Reproduce the listing below word for word, from start to finish, and leave the pictures out of your answer.

■ DATASET RECORDS:
* * * * *
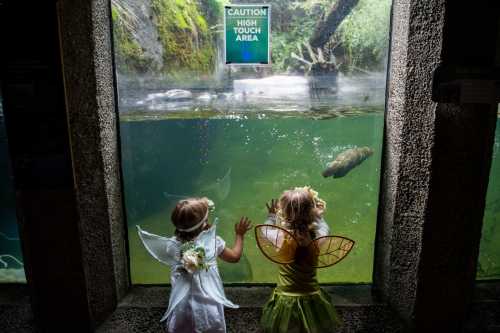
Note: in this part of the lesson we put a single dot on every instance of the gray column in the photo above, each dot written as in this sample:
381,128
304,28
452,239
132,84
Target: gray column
93,125
437,155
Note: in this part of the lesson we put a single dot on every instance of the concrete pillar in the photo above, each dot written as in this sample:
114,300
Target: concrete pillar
87,59
438,139
57,76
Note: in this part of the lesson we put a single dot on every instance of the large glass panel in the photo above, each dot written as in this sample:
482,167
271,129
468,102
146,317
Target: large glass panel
11,265
489,254
193,126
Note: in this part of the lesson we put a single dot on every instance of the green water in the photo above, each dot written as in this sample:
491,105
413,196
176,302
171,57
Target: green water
241,164
489,254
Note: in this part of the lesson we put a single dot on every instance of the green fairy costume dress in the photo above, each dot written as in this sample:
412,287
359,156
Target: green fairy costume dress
298,304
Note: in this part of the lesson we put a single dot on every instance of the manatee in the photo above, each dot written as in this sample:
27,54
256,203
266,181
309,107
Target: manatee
346,161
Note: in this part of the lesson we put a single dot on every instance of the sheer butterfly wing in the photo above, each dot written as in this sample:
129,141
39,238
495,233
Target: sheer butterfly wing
208,240
163,249
329,250
276,243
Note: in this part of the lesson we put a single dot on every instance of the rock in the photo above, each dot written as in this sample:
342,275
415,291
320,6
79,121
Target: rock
170,95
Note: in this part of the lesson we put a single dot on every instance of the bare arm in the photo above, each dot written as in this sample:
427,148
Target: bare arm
234,254
272,208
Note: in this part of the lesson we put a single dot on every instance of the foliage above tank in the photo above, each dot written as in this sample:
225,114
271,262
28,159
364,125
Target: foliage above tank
181,37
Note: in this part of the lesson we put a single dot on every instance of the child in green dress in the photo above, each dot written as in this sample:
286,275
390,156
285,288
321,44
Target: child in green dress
295,236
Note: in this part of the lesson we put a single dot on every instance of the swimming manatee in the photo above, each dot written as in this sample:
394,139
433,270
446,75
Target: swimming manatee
346,161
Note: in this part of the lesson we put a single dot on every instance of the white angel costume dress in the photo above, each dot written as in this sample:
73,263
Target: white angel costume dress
197,298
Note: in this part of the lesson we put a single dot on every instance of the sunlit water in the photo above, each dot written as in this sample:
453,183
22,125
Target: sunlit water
243,148
489,255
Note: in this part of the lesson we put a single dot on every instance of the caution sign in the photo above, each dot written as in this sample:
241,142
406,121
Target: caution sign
246,33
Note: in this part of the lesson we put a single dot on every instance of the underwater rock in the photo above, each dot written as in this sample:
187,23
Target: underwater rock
346,161
170,95
206,97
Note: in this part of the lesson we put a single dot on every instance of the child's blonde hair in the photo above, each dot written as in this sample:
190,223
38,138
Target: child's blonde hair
298,209
186,214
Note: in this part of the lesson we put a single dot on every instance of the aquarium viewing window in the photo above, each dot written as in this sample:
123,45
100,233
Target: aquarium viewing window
192,125
489,255
11,264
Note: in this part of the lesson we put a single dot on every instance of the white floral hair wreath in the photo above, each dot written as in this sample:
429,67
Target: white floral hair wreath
211,207
318,203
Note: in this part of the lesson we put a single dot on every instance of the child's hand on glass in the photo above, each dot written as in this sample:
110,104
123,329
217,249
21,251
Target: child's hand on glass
243,226
272,207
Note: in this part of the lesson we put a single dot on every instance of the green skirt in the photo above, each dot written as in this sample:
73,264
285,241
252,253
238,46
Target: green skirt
306,313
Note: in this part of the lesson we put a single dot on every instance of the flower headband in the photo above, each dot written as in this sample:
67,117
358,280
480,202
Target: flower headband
211,207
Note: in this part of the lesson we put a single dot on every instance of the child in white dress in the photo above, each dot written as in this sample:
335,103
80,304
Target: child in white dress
197,296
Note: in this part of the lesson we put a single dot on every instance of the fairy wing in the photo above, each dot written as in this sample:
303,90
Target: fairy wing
329,250
163,249
276,243
208,240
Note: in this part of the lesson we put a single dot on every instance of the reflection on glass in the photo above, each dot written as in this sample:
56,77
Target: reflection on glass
11,265
489,253
192,126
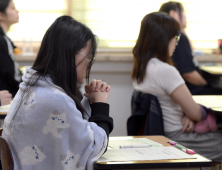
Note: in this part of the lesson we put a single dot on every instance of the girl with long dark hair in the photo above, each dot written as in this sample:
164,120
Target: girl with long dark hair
47,127
10,75
154,74
183,58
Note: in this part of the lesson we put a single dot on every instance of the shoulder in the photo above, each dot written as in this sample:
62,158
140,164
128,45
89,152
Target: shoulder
166,71
165,67
2,41
183,40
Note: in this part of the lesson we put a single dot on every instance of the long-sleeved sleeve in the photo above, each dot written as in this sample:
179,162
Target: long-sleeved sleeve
49,132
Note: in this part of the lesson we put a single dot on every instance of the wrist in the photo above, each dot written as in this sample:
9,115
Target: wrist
203,111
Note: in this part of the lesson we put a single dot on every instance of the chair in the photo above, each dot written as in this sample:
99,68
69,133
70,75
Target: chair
6,154
146,118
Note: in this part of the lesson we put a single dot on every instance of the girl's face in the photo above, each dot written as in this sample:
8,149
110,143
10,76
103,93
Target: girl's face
11,14
82,63
172,46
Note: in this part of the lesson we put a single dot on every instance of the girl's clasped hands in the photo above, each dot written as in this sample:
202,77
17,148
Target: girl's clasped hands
97,91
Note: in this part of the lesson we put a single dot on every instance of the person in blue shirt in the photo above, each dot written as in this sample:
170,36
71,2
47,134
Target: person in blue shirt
183,58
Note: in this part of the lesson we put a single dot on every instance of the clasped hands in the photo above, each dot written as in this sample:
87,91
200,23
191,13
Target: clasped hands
188,125
97,91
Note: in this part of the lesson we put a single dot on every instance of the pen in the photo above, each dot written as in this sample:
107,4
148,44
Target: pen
134,146
182,148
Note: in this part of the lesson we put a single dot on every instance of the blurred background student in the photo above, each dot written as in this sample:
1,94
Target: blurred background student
10,75
153,74
182,57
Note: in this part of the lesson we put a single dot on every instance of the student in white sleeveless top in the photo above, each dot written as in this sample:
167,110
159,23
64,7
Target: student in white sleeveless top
154,73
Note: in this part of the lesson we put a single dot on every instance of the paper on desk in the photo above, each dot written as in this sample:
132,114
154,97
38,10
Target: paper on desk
142,154
5,108
209,101
134,141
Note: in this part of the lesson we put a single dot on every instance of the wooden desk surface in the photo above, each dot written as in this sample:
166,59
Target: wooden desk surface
208,100
200,161
216,70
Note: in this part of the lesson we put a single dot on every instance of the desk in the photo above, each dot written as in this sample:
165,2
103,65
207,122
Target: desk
212,102
213,74
200,161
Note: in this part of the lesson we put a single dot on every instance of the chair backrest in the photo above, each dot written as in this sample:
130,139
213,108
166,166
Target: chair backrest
146,117
6,154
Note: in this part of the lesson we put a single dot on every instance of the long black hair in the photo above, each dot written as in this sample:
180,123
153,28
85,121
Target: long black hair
3,5
172,5
56,57
156,31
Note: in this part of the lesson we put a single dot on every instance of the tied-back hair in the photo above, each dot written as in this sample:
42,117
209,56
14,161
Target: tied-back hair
56,56
156,31
172,5
3,5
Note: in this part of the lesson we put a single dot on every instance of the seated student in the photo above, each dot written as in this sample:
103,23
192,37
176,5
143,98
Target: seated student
47,127
154,74
182,57
5,97
10,75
* * * * *
■ TASK RESPONSE:
Note: in this part of the lesson we put a single dot on every instance of the gray column in the photo above, each dot written as in this sample:
381,128
304,28
452,239
132,84
Target: gray column
93,125
437,155
Note: in this part of the lesson we put a single dot on every instance of the concrete pillar in the photo above, each dot written as in this sample:
114,300
Target: concrete pillar
87,59
438,139
57,76
Note: in this part of the lesson we put a single dot on every instance of the large glass panel in the photo above, each dot written as in this sample:
482,167
271,129
468,102
146,317
Target: large glass panel
11,265
489,254
193,126
Note: in this part of the lesson we put a single dot on every instance of the green water in the photo above, each dot written as in this sample:
491,105
413,196
176,302
171,57
Target: green water
241,164
489,254
Note: in this part of the lesson we put a single dot on every instance of the green fairy costume dress in the photo above, each dot written as in this sample:
412,287
359,156
Target: green fairy costume dress
298,304
Note: in this part of the lesson we put a single dot on every instance of the manatee in the photo above, each dot written as in this sample:
27,54
256,203
266,181
309,107
Target: manatee
346,161
Note: in this part of the lesson we put a single dot on every instance of the sheer butterfly wing in the photo above, each dot written as in this sample:
129,141
39,238
495,233
Target: sheer butterfly wing
208,240
163,249
329,250
276,243
Note: in this part of the lesson we put a single dot on every instance of the rock in the photo above, each dot written as in this sample:
342,275
415,291
320,6
79,121
Target: rock
170,95
Note: in this part of the lesson we put a single dot on every instance of the bare arm in the photo above, each dot written as in this sample:
427,148
Target: bare arm
234,254
272,208
Note: in this part of the lesson we put a single dot on every instance of the foliage above tank in the photo above, each dot written as in this sample:
225,114
271,262
28,159
364,125
Target: foliage above tank
181,37
Note: in this part of the lesson we put a single dot on every instance of the child in green dress in the photo above, each dot written as in this sample:
286,275
390,156
285,288
321,44
Target: child in green dress
295,236
Note: in this part of the lesson we put a single dot on every instance of the swimming manatee in the photo above, each dot written as in this sample:
394,139
433,270
446,75
Target: swimming manatee
346,161
Note: in this part of the lesson we put a single dot on every instance of the white angel costume dress in the photo above, each dot written as in this sample:
73,263
Target: white angel costume dress
197,298
Note: in this part of the lesson we put a single dot on every instance of the sunlit water in the photo above, each dot written as in this sample:
453,183
22,125
Target: sunlit water
243,148
489,255
Note: in this part of the lesson we put a single dot on every instance of the caution sign in the photo above, each dot written as in this sample:
241,142
406,121
Target: caution sign
246,33
Note: in this part of the lesson we put a single dot on every instance of the underwater rock in the photo above, each dot written as in this sample:
187,23
Target: underwater rock
346,161
170,95
206,97
Note: in this part of the lesson we put a single dot on every instance of the child's blonde hair in the photo above, each dot written as in this sample:
190,223
38,138
Target: child's blonde hair
298,209
186,214
Note: in this part of the lesson we put a single dot on every instance of the aquarium viewing window in the photo above, each dot written as in this sample:
123,45
100,233
Target: aquarium viewing window
192,125
489,255
11,264
Note: in this part of the lesson we put a single dot on every instance of the white floral hair wreath in the photo above, each dot written as in this sample:
429,67
Target: white floral hair wreath
211,207
318,203
Note: in this part of the lesson we put a single dot on every instance of the child's hand on glass in the photo above, each dot written as in this sample:
110,104
123,329
217,249
21,251
Target: child's hand on glass
243,226
272,207
Note: in this part of the lesson we put a single dot on every instance of the green skirt in the photo above, each dot written as in this sample:
73,264
285,241
252,253
238,46
Target: green skirt
306,313
Note: in this part of the lesson we put a single dot on every instance of the flower headband in the photo above, each dot written as in this sample:
67,117
358,280
480,202
Target: flower headband
211,207
Note: in this part of the lesson we put a single dot on every instance of the child in white dress in the photo above, each dot written as in this sample:
335,103
80,304
Target: child in white dress
197,296
Note: in this part of the lesson we put a single dot on every instance of the fairy wing in the photo above, each dot written as in this sample:
303,90
Target: fairy wing
329,250
163,249
276,243
208,240
Note: in this part of the lesson we put a single dot on every instance of the reflection on glass in the photo above, each dot written as in this sample:
56,77
Target: reflection on glass
11,265
489,253
192,126
Note: in this part of the lesson we put a single dot on every instance of the girl with long dark hair in the photo above, each dot written as in this sample:
164,120
Target: girl with long dark hair
47,127
10,75
154,74
183,58
Note: in this part of the lesson we put a single dot on every instance of the shoulder in the photo above, each dot written as in this sample:
62,158
140,164
128,45
89,152
Target: shoulder
166,71
165,67
2,41
183,40
Note: in this part of the lesson we put a single dot on every instance of the long-sleeved sleeve in the photo above, each dot written as in this sample:
179,162
Target: long-sleeved sleeve
49,132
Note: in this part of the lesson we put a single dot on every instance of the wrist in the photo above, each dot written as in this sample:
9,115
Target: wrist
203,111
Note: in this part of the lesson we put a single dot on every instance of the chair in the photo above, each dot written as in this sample:
99,68
69,133
70,75
Target: chair
6,154
146,118
Note: in this part of the lesson we put a single dot on every instance of the girl's face in the photo above, each dot written as in this sample:
8,149
110,143
10,76
103,93
Target: girl's face
11,14
82,63
172,46
Note: in this part of the lesson we put a single dot on every instance of the girl's clasped hands in the photo above, each dot written as in this sample:
202,77
17,148
Target: girl's clasped hands
97,91
Note: in this part of the lesson we put a single dot on every instance of the person in blue shirt in the photo above, each dot written as in this sample:
170,36
71,2
47,134
Target: person in blue shirt
183,58
Note: in this part of the lesson we put a single dot on every instance of the clasped hands in the photo above, each dot written as in this sample:
87,91
200,23
191,13
Target: clasped hands
188,125
97,91
Note: in this part of the lesson we put a single dot on every instance of the pen in the photo above, each dot written as in this sample:
107,4
148,44
Target: pen
134,146
182,148
Note: in this part of the lesson we put a single dot on every instance of the blurred background student in the photo above, each dot written as in this sample:
1,94
Target: blurred background student
10,75
153,74
182,57
Note: in this part of the lesson we put a single dot on every instance of the student in white sleeveless top in the photo above, each dot written as in this sample:
167,110
159,23
64,7
Target: student in white sleeveless top
154,73
Note: in this part of the lesson we put a single dot on every instance of the paper on desk in the photo above, each dot written as in this sample:
132,114
154,97
38,10
Target: paper on desk
142,154
5,108
209,101
134,141
Note: in this part of the lesson we put a single dot on every instance of the wooden desk surface in the photo above, each dot written as in this sample:
166,59
Target: wooden desk surface
208,100
200,161
216,70
Note: in this part of the lesson we put a single dot on every instance of the desk in the photo above, each dot written as in this sample:
165,2
103,65
207,122
Target: desk
212,102
213,74
200,161
Note: in this part of the lesson we put a single dot on every instance of the chair backrest in the photo above, each dot written as in this sample:
130,139
213,108
166,166
Target: chair backrest
146,117
6,154
Note: in this part of the lesson we put a single dot on every instance of the long black hair in the photo above, each dot written as in this sample:
180,123
153,28
85,121
Target: long black hair
3,5
172,5
56,57
156,31
Note: in this part of the lesson we put a single dot on every instance of the tied-back hair in the photo above, each dot written as in this sample:
42,117
209,56
14,161
Target: tied-back hair
56,56
156,31
172,5
3,5
Note: in this part of the lesson we put a single dot on every instance of the seated student in the photo above, each dot written as in this sample:
103,23
192,37
176,5
143,98
Target: seated student
47,127
154,74
182,57
5,97
10,75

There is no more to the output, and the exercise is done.